- **TEXT FOR ANALYSIS**

The time period between the date that a claim was submitted and the date on which a reimbursement was made should also not be overly short or long, and should instead be consistent with a reasonable processing period. The claim amount should also not be overly large or small.

Figure 1 presents the results of the cluster analysis performed on three pertinent dimensions of the data: (i) the claim amount (CLM_AMT), (ii) the number of days between the date indicated on a receipt submitted with a claim and date that the claim was submitted (DAYSTO_CLAIM), and (iii) the number of days between the date that a claim was submitted and the date on which a reimbursement was made (DAYSTO_REIMBURSE).

In examining Figure 1, we identify cluster 10 as potentially containing anomalous data items. Specifically, Cluster 10 is the smallest cluster formed by the cluster analysis, with only 1559 data items assigned to the cluster. These 1599 data items account for only 4.23% of data items in our dataset.

In comparison, the 6697 data items in the largest cluster (cluster 2) account for 18.22% of data items in our dataset. We also find that the Cluster 10 has a relatively low DAYSTO_REIMBURSE of 37.01 days (this is the fourth lowest among the 10 clusters), a relatively low DAYSTO_CLAIM of 7.62 days (this is the lowest among the 10 clusters), and a relatively high CLM_AMT of $467.64 (this is the fourth highest among the 10 clusters).

With these insights, a fraud investigator could conduct further analysis into the transactions in cluster 10 to determine if fraud has been perpetuated.

Benford’s Law
Benford’s law based tests are another important data analytics technique that can be employed in forensic accounting to detect anomalies in data. Benford’s Law provides that in a randomly generated set of data, numbers within the dataset should have 1 as the most frequently appearing first digit (about 30.1% of the time) and have 9 as the least frequently appearing first digit (about 4.6% of the time).

Knowledge of Benford’s law allows forensic investigators to design related tests that can effectively detect anomalies in data.

Specifically, Benford’s law based tests represent tests of abnormal duplication, where the actual frequencies with which digits appear in numbers in a dataset are tabulated and compared with the expected distribution of these digits as predicted by Benford’s law.

Where significant deviations between these actual and expected frequencies are detected, Benford’s law tests would highlight these deviations as anomalies that should be investigated for potential fraud.

To illustrate how Benford’s law can be used as part of a fraud detection programme, we performed Benford’s law on a set of sales transaction data. Figure 2 presents the results of the analysis. The blue bars represent the percentage of sales transactions with first digits which correspond to integers from 1 to 9.

- **WORK REQUEST 1**
In a randomly generated set of data, about how often should 9 appear as the first digit, according to the fraud detection text?
- **WORK REQUEST 2**
Does the fraud detection text agree with each of these statements? Answer yes or no for each and quote the deciding words. (a) Cluster 2 is the largest cluster. (b) Cluster 10 has the highest DAYSTO_CLAIM among the 10 clusters. (c) In Figure 2, the blue bars show the percentage of sales transactions with first digits from 1 to 9.
- **WORK REQUEST 3**
Quote the fraud detection text from "Figure 1 presents" down to "4.23% of data items in our dataset.".
The entries are separate material, unrelated to the fraud detection text.

- **DATA TO EXAMINE**
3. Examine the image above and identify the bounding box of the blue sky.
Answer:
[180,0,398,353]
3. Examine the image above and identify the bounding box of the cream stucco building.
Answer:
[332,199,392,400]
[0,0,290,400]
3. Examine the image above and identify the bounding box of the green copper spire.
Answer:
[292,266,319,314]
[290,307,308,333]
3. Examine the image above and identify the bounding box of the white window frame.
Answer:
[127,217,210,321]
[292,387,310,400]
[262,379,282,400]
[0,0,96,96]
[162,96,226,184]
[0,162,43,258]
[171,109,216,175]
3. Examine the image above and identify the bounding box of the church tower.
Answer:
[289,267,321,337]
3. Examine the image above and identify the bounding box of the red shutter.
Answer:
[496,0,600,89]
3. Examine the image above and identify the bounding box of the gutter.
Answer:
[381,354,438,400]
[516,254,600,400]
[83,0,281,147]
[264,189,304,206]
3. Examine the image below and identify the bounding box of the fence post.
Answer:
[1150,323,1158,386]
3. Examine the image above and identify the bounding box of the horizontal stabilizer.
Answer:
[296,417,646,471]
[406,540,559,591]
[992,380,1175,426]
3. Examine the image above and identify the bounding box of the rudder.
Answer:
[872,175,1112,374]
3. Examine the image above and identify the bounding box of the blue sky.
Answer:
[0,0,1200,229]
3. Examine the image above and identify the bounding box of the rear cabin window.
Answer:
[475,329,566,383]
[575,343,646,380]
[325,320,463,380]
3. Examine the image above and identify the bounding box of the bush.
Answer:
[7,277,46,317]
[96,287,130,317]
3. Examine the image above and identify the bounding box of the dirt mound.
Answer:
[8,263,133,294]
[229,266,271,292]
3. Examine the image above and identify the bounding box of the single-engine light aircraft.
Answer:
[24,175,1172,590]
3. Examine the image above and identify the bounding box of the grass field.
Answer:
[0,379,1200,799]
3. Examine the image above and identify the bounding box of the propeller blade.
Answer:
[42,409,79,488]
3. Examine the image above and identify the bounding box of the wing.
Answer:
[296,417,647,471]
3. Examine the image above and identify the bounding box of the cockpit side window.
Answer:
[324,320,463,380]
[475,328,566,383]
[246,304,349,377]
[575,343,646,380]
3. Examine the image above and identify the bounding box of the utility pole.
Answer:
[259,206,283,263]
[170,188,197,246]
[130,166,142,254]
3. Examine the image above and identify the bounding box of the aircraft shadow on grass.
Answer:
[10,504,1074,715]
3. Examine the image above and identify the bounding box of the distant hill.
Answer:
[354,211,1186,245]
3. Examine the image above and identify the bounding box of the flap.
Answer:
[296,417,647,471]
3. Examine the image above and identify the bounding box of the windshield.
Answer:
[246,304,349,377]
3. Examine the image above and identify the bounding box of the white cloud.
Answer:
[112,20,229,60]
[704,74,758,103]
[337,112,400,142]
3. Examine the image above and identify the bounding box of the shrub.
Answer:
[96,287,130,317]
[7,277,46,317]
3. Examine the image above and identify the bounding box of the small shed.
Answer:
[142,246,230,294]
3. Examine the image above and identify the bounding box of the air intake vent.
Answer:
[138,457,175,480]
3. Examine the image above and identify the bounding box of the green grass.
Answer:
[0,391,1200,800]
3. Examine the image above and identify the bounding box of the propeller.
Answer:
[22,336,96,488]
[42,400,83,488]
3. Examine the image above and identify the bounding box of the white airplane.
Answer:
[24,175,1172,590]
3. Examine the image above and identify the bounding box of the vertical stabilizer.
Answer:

- **ANSWER BOX 1**
About 4.6% of the time.

- **ANSWER BOX 2**
(a) Yes: "the 6697 data items in the largest cluster (cluster 2)"
(b) No: "a relatively low DAYSTO_CLAIM of 7.62 days (this is the lowest among the 10 clusters)"
(c) Yes: "The blue bars represent the percentage of sales transactions with first digits which correspond to integers from 1 to 9."

- **ANSWER BOX 3**
Figure 1 presents the results of the cluster analysis performed on three pertinent dimensions of the data: (i) the claim amount (CLM_AMT), (ii) the number of days between the date indicated on a receipt submitted with a claim and date that the claim was submitted (DAYSTO_CLAIM), and (iii) the number of days between the date that a claim was submitted and the date on which a reimbursement was made (DAYSTO_REIMBURSE).

In examining Figure 1, we identify cluster 10 as potentially containing anomalous data items. Specifically, Cluster 10 is the smallest cluster formed by the cluster analysis, with only 1559 data items assigned to the cluster. These 1599 data items account for only 4.23% of data items in our dataset.